Recorded data

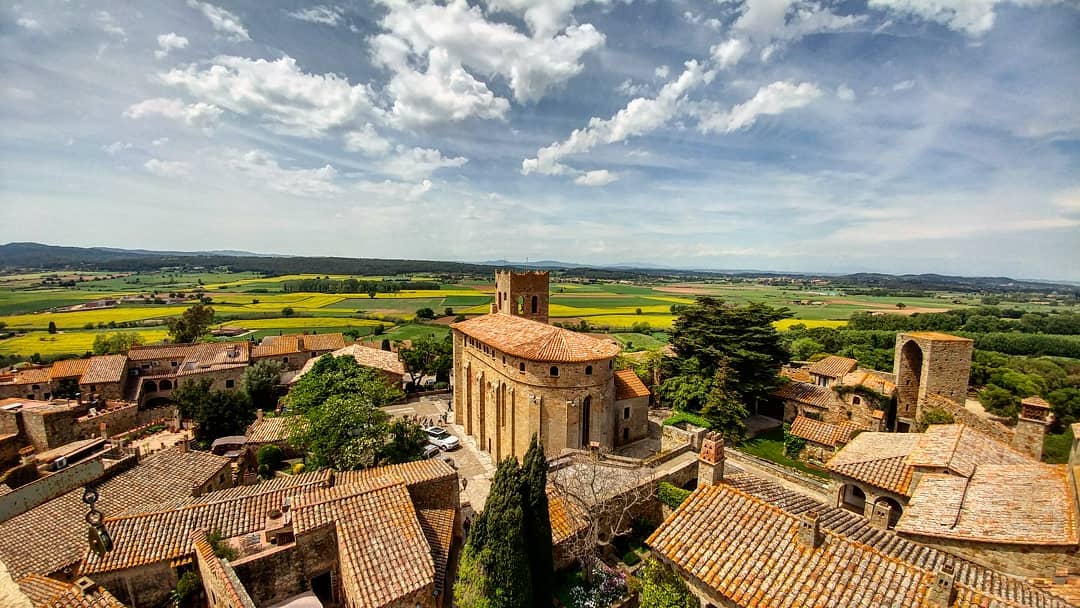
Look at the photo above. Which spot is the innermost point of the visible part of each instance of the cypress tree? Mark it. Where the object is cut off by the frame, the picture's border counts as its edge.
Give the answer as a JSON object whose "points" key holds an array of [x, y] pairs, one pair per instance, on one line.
{"points": [[538, 523]]}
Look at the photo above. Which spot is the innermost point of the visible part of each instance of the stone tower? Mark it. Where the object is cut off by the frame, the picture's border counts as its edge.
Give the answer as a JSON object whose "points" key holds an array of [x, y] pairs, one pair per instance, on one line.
{"points": [[928, 363], [521, 294]]}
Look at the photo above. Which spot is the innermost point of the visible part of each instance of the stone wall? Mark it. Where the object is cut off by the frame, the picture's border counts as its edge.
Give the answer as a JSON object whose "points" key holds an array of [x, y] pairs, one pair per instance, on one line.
{"points": [[501, 401]]}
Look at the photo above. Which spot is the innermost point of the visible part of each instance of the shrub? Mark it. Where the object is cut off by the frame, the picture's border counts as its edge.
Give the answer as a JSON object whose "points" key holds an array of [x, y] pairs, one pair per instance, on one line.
{"points": [[671, 495]]}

Your task
Render every line of the rows above as a Markdown table with the columns No. and Text, giving each line a sequential number and omitting blank lines. Leave the pictures out of the table.

Solution to the problem
| No. | Text |
|---|---|
| 1 | Look at the photo above. Which spot is the innermost point of the visible part of each instance of the cypress tree? Mark it. Where the object is cut off by the frame, the picture's border counts as its edge. |
| 2 | Give the answer as a JSON object whose "points" key holds an array of [x, y] pairs, one pair per instance, on one line. |
| 3 | {"points": [[538, 523]]} |
| 4 | Look at the photo above. Which spot is the innermost point of the visible part of each instance of the stone tower? Mark it. Where the object is cut off by the frame, the picture's border counts as its edge. |
| 5 | Give the answer as a JSON object whose "points" key holds an array of [x, y] pairs, one pair per instance, on one line. |
| 6 | {"points": [[928, 363], [521, 294]]} |
| 7 | Look at the photo above. Which spot is the innermost point of the visible part of each instance of the stone wall? Mark it. Where the object is cut off by the frame, the picture's border counts as its edge. |
| 8 | Give the answer as a JSON object whose "points" key holds an array of [x, y] pairs, one pair per instance, on one line. |
| 9 | {"points": [[501, 401]]} |
| 10 | Look at the photo above. Which spot is the innermost point of the visible part of each instance of the shrub? Mark it. Where the object is cut off by the frame, the picture's border counts as its edge. |
| 11 | Give the answer as a JSON object whose "points" key holds an array of [x, y] pairs, one pair per instance, on one line. |
| 12 | {"points": [[671, 495]]} |